_CHALLENGE_: Transcribe each record below word for word.

Some records
====================
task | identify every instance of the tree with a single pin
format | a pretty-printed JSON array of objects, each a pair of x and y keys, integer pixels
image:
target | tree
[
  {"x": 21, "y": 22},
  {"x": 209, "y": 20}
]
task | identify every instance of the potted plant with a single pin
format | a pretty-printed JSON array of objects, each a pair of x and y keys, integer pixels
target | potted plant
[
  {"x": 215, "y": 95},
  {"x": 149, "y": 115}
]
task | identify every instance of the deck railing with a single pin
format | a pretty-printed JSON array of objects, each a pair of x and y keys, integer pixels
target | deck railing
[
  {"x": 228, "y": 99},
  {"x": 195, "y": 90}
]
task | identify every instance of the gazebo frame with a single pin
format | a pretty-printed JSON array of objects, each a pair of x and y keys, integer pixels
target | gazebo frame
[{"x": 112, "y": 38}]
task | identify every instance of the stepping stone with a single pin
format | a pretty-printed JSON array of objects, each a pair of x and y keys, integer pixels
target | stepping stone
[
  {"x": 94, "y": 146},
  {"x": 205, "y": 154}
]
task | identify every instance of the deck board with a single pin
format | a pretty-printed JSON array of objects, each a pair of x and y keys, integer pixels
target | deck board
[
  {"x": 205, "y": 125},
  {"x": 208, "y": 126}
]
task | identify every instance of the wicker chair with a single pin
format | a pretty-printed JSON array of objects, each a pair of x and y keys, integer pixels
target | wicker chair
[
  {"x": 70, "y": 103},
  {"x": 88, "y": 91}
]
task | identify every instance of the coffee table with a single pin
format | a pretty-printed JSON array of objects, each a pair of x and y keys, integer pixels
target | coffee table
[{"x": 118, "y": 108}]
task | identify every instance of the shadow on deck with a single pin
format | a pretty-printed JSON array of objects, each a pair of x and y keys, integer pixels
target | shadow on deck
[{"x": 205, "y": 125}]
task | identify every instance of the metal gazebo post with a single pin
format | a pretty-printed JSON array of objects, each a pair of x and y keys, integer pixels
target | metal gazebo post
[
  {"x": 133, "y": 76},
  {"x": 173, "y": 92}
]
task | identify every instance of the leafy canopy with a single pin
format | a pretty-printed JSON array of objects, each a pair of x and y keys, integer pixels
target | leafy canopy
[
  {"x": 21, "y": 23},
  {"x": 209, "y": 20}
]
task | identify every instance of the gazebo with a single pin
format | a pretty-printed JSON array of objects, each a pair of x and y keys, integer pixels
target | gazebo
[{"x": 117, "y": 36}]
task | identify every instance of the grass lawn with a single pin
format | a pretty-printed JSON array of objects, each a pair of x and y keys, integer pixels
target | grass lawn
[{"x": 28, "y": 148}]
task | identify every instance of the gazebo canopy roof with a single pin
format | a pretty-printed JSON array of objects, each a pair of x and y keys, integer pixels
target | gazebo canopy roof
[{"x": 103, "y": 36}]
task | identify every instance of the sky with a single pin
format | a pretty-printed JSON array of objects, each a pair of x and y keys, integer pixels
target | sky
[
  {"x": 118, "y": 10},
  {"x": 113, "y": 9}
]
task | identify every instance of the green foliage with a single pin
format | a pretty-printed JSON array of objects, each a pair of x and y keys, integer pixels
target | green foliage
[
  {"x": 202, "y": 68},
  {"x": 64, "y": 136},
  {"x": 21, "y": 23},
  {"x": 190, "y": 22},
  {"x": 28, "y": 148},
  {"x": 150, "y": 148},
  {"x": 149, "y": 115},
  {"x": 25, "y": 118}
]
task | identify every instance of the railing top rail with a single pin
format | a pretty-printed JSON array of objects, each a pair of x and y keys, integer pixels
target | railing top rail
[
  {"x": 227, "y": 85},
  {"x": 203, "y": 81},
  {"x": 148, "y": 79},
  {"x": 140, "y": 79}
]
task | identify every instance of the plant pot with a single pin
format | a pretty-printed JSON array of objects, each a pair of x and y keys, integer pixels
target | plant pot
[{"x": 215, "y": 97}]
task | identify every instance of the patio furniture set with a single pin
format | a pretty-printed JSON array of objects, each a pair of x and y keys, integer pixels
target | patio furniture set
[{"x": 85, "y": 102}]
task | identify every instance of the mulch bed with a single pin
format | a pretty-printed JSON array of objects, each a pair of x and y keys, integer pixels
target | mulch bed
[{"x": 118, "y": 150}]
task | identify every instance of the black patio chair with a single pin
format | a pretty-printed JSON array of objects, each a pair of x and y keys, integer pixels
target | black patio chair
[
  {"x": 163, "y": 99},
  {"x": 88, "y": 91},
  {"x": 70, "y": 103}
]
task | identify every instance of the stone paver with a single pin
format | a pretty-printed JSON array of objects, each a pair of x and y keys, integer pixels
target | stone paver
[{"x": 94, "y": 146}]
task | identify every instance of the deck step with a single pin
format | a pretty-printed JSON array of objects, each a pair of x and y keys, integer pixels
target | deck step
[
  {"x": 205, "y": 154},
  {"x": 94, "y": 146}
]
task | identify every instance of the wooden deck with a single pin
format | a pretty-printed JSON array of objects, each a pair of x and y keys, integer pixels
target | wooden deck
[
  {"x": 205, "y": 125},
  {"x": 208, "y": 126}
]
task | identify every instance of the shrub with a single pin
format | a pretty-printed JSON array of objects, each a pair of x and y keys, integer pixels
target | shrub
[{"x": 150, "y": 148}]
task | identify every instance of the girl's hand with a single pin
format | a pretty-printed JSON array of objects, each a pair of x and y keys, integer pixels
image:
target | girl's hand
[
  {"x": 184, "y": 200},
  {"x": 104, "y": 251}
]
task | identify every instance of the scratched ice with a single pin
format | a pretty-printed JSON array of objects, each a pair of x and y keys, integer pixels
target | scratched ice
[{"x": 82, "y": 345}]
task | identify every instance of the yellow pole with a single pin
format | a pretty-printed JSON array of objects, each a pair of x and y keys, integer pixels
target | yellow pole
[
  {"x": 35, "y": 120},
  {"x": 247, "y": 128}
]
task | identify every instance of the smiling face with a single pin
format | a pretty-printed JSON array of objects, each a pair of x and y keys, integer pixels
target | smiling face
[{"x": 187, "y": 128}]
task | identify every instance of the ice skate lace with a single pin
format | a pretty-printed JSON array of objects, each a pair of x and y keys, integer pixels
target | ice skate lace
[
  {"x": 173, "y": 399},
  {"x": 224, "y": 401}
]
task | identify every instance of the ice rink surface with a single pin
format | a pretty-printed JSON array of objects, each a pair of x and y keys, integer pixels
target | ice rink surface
====================
_FULL RESPONSE_:
task | identify every instance of the tree with a single pin
format | a pretty-printed JSON array of objects, each a pair of x and y keys, integer pixels
image:
target | tree
[
  {"x": 21, "y": 22},
  {"x": 209, "y": 20}
]
task | identify every instance of the potted plant with a single pin
format | a pretty-printed JSON array of objects, each a pair of x and y keys, integer pixels
target | potted plant
[
  {"x": 215, "y": 95},
  {"x": 149, "y": 115}
]
task | identify every instance of the deck railing with a single pin
format | a pretty-printed JSON array of objects, each a pair of x and y keys, integer pixels
target | deck railing
[
  {"x": 228, "y": 99},
  {"x": 195, "y": 90}
]
task | identify every instance of the gazebo frame with a single pin
format | a pretty-printed JSON array of objects, each a pair of x and y keys, integer pixels
target | gazebo frame
[{"x": 112, "y": 38}]
task | identify every instance of the stepping stone with a single pin
format | a pretty-printed JSON array of objects, each a pair of x and y keys, integer pixels
target | stepping stone
[
  {"x": 94, "y": 146},
  {"x": 205, "y": 154}
]
task | identify every instance of the deck board with a single pin
format | a pretty-printed JSON array of objects, each a pair of x and y keys, integer pixels
target | deck board
[
  {"x": 205, "y": 125},
  {"x": 208, "y": 126}
]
task | identify every instance of the wicker chair with a single pin
format | a pretty-printed JSON array of objects, each a pair of x and y keys, integer pixels
target | wicker chair
[
  {"x": 70, "y": 103},
  {"x": 88, "y": 91}
]
task | identify every instance of the coffee table with a single pin
format | a pretty-printed JSON array of objects, each a pair of x and y keys, integer pixels
target | coffee table
[{"x": 118, "y": 108}]
task | identify every instance of the shadow on deck with a single pin
format | a pretty-printed JSON array of objects, each a pair of x and y keys, integer pixels
target | shadow on deck
[{"x": 205, "y": 125}]
task | identify every instance of the metal gazebo post with a single pin
format | a pretty-printed JSON array of objects, each a pair of x and y keys, integer pixels
target | metal gazebo post
[
  {"x": 133, "y": 76},
  {"x": 173, "y": 92}
]
task | identify every instance of the leafy canopy with a single pin
format | a pretty-printed JSON array of objects, each a pair of x and y keys, integer pixels
target | leafy canopy
[
  {"x": 21, "y": 23},
  {"x": 209, "y": 20}
]
task | identify every instance of the gazebo with a single pin
format | a pretty-printed JSON array of objects, each a pair of x and y keys, integer pixels
target | gazebo
[{"x": 117, "y": 36}]
task | identify every instance of the grass lawn with a single pin
format | a pretty-printed JSON array of objects, each a pair of x and y keys, integer pixels
target | grass lawn
[{"x": 28, "y": 148}]
task | identify every instance of the gazebo canopy roof with a single pin
format | a pretty-printed JSON array of objects, each a pair of x and y keys, integer pixels
target | gazebo canopy roof
[{"x": 103, "y": 36}]
task | identify every instance of the sky with a single pin
format | a pretty-printed JSON array of objects, each a pair of x and y keys, integer pixels
target | sky
[
  {"x": 118, "y": 10},
  {"x": 113, "y": 9}
]
task | identify every instance of the green foliage with a single pin
format | a pretty-printed JSON array of objects, each a pair of x and y keys, integer pixels
target | green foliage
[
  {"x": 202, "y": 68},
  {"x": 64, "y": 136},
  {"x": 21, "y": 23},
  {"x": 190, "y": 22},
  {"x": 28, "y": 148},
  {"x": 150, "y": 148},
  {"x": 149, "y": 115},
  {"x": 25, "y": 118}
]
task | identify every instance of the railing top rail with a single pin
format | a pretty-printed JSON array of objects, each a pair of x and y keys, integer pixels
target | railing top rail
[
  {"x": 227, "y": 85},
  {"x": 203, "y": 81},
  {"x": 148, "y": 79},
  {"x": 140, "y": 79}
]
task | identify every instance of the plant pot with a single pin
format | a pretty-printed JSON array of objects, each a pair of x and y keys, integer pixels
target | plant pot
[{"x": 215, "y": 97}]
task | identify every instance of the patio furniture set with a single pin
format | a pretty-printed JSON array of objects, each a pair of x and y keys, integer pixels
target | patio furniture set
[{"x": 85, "y": 102}]
task | identify every instance of the mulch bed with a single pin
format | a pretty-printed JSON array of objects, each a pair of x and y keys, integer pixels
target | mulch bed
[{"x": 118, "y": 150}]
task | identify every instance of the black patio chair with a single pin
format | a pretty-printed JSON array of objects, each a pair of x and y keys, integer pixels
target | black patio chair
[
  {"x": 163, "y": 99},
  {"x": 88, "y": 91},
  {"x": 70, "y": 103}
]
task | identify every instance of the stone paver with a single pin
format | a pretty-printed JSON array of objects, each a pair of x and y keys, integer pixels
target | stone paver
[{"x": 94, "y": 146}]
task | identify every instance of the deck step with a single pin
format | a pretty-printed JSON array of objects, each a pair of x and y keys, integer pixels
target | deck step
[
  {"x": 205, "y": 154},
  {"x": 94, "y": 146}
]
task | identify every instance of the wooden deck with a single pin
format | a pretty-printed JSON array of objects, each a pair of x and y keys, integer pixels
target | wooden deck
[
  {"x": 205, "y": 125},
  {"x": 208, "y": 126}
]
task | identify every instance of the shrub with a single pin
format | a pretty-printed JSON array of objects, each a pair of x and y keys, integer pixels
target | shrub
[{"x": 150, "y": 148}]
task | identify every instance of the girl's hand with a single pin
format | a pretty-printed JSON array of objects, each a pair of x and y keys, integer pixels
image:
target | girl's hand
[
  {"x": 184, "y": 200},
  {"x": 104, "y": 251}
]
task | identify every instance of the scratched ice with a single pin
format | a pretty-printed JSON array of objects, each a pair of x and y keys, integer pixels
target | scratched ice
[{"x": 82, "y": 345}]
task | identify every instance of the yellow pole with a single pin
format | a pretty-printed JSON array of objects, each a pair of x and y keys, integer pixels
target | yellow pole
[
  {"x": 35, "y": 120},
  {"x": 247, "y": 128}
]
task | identify every instance of the smiling face with a single pin
format | a pretty-printed JSON array of objects, each a pair of x and y keys, integer pixels
target | smiling face
[{"x": 187, "y": 128}]
task | identify every instance of the ice skate lace with a single pin
format | a pretty-printed JSON array of objects, each a pair of x and y keys, integer pixels
target | ice skate lace
[
  {"x": 173, "y": 399},
  {"x": 224, "y": 401}
]
task | identify every instance of the ice rink surface with a single pin
format | a pretty-printed JSON array of objects, each a pair of x and y keys, integer pixels
target | ice rink surface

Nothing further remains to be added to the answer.